Gazze’de yaşananlara karşı direnişin yanında olduklarını haykıran katılımcılar, taşıdıkları döviz ve açtıkları pankartlarla tepkilerini dile getirdiler.
İlk sözü alan Bülent Gökgöz, Müslümanlar olarak sorumluluklarımızı hatırlatarak, zulmün karşısında mazlumların yanında olmanın imanı bir zorunluluk olduğunu söyledi. Yapılan eylemleri küçümseyen, itibarsızlaştırmaya çalışan bir kesimin varlığına atıfta bulunarak, bu çabaların amacına değindi ve yapılan eylemlerin bir şahitlik vazifesi olduğuna söyledi.
Gazze için yapılması gerekenlere dikkat çeken Gökgöz, duanın Müslümanların silahı olduğunu ve dualarımızda mazlumları unutmamız gerektiğini hatırlattı. Türkiye’nin yapması gerekenlere de değinerek, İsrail ile ticaretin durdurulması, çifte vatandaş olan ve İsrail ordusunda görev yapanların cezalandırılarak vatandaşlıktan çıkartılması ve boykotun güçlü bir şekilde devam etmesi gerektiğini söyledi.
Emir İslam’ın okuduğu basın açıklamasında; Gazze halkı ve direnişine değinilerek şöyle devam edildi. Acının tarifinin de eşiğinin de hükmünün kalmadığı Gazze, tek yatıştırıcının ayetler olduğu bir zaman diliminden geçiyor ve sabrediyorlar. Gazze, bir okul ve tüm yeryüzü sıralara oturdu, verilen dersi izliyor. Direniş nasıl olur? Paylaşma, dayanışma, sabır, tevekkül, sevgi, bağlılık, azim, kararlılık nasıl olur? Tek tek şahitliklerle gösteriyorlar bize…
Dünyanın her yanından 7 Ekim’den beri ortaya konulan protestolar, soykırım ve Siyonizm karşıtı sesler mevcut dünya düzenine dair bütün algıları, duyguları ve tutumları etkiledi. Adalet, insan hakları ve özgürlük gibi kavramların ne kadar içlerinin boş olduğunu gösterdi. Felsefi ve akademik tartışmaların ve okumaların bir anlamı kalmadı.

> Yönerge:
Gazze eylemini anlatan haberi kaldığı yerden sürdür. Sonraki satırlara gerek yoktur.

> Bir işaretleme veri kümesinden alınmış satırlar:
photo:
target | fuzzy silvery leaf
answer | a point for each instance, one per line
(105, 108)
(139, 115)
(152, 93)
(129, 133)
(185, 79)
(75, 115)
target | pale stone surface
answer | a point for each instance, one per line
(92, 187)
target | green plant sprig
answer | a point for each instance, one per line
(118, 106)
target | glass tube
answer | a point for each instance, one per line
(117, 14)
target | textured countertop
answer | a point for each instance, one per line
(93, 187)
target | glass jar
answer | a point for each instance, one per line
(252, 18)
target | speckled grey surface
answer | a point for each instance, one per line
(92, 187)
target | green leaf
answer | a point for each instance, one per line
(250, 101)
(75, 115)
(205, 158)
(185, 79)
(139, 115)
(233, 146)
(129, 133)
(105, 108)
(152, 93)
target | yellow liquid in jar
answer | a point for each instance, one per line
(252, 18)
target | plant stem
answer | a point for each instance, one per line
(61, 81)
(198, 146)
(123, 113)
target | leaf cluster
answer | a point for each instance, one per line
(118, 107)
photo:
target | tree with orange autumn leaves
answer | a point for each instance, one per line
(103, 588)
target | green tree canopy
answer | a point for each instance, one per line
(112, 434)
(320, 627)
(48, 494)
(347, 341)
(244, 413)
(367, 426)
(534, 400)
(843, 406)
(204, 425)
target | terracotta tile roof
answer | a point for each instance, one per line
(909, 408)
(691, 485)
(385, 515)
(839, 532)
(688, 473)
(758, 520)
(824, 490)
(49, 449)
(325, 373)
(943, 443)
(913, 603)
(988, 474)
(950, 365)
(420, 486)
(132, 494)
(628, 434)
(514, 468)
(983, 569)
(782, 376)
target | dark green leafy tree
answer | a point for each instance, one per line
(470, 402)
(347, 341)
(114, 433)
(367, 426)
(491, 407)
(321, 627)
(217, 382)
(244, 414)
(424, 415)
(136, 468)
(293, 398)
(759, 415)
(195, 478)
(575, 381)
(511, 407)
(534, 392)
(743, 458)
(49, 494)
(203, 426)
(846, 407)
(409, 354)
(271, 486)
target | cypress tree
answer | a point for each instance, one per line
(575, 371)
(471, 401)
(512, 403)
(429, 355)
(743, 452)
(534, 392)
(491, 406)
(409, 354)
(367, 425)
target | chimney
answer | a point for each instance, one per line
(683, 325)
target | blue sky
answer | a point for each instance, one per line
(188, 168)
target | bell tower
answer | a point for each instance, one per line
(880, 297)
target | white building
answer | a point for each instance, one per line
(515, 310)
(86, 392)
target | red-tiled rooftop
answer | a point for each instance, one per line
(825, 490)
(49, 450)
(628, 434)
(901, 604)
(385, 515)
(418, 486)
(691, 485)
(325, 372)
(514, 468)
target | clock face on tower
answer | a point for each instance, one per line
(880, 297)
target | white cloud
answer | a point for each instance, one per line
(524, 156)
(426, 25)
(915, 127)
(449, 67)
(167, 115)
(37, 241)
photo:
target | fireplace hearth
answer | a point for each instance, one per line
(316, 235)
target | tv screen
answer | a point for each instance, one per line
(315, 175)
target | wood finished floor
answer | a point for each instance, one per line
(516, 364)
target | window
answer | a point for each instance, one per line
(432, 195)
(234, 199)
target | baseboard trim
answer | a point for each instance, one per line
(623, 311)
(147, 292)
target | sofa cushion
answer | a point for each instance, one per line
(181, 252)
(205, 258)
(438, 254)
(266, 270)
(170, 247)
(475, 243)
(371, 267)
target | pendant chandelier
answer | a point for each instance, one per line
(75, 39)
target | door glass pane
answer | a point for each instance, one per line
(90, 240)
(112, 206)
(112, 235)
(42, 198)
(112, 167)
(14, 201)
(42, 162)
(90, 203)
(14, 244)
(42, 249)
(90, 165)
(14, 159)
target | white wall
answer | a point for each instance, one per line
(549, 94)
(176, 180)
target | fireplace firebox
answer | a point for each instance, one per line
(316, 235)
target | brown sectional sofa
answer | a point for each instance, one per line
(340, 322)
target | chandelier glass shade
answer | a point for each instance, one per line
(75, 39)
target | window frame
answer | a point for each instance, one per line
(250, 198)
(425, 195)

> Görev Sonucu:
Yaşanan bu süreç “Eşkıya dünyaya hükümdar olmaz” ümidi yerine eşkıyanın zaten dünyaya hep hâkim olduğu gerçekçiliği ile karşı karşıya olduğumuzu gösterdi.
Filistin davasına sahip çıkanlara Arap sevici diye itham eden ırkçı tayfanın varlığına atıfta bulunularak, Arap düşmanlığı üzerinden kaos çıkartmaya çalışan ırkçılar, Hamas’ı terörist olarak niteleyenler, şimdi Siyonist katilleri aklamak için çırpınıyorlar!
Meğer Suriyelilere, mültecilere, Araplara düşmanlıkları İsrail aşkındanmış. Tesadüf değil, Kürt ve Türk ırkçıları İsrail seviciliğinde ve Hamas karşıtlığında birleşmiş durumda. Saflar da böylece netleşmiş oldu.
Bir kez daha hatırlatmak isteriz ki, Gazze neyse İdlip’de odur, İstanbul neyse Urumçi’de odur.
Doğu Türkistan’da kardeşlerimiz sadece Türk oldukları için değil, Müslüman oldukları için soykırıma uğruyorlar.
ABD ve Batı destekli İsrail ile Refah sınırı açamayıp, İhvan mensuplarını idam ile cezalandıran diktatör Sisi’de, kendi haklına acımasızca katleden Esed rejimi ve destekçileri de, Doğu Türkistan’lı kardeşlerimize zulüm eden Çin’de bizim için aynıdır.
Basın açıklaması ardından Ömer Bayram tarafından yapılan duanın ardından eylem sona erdi…
Özgür-Der Çorum Şb.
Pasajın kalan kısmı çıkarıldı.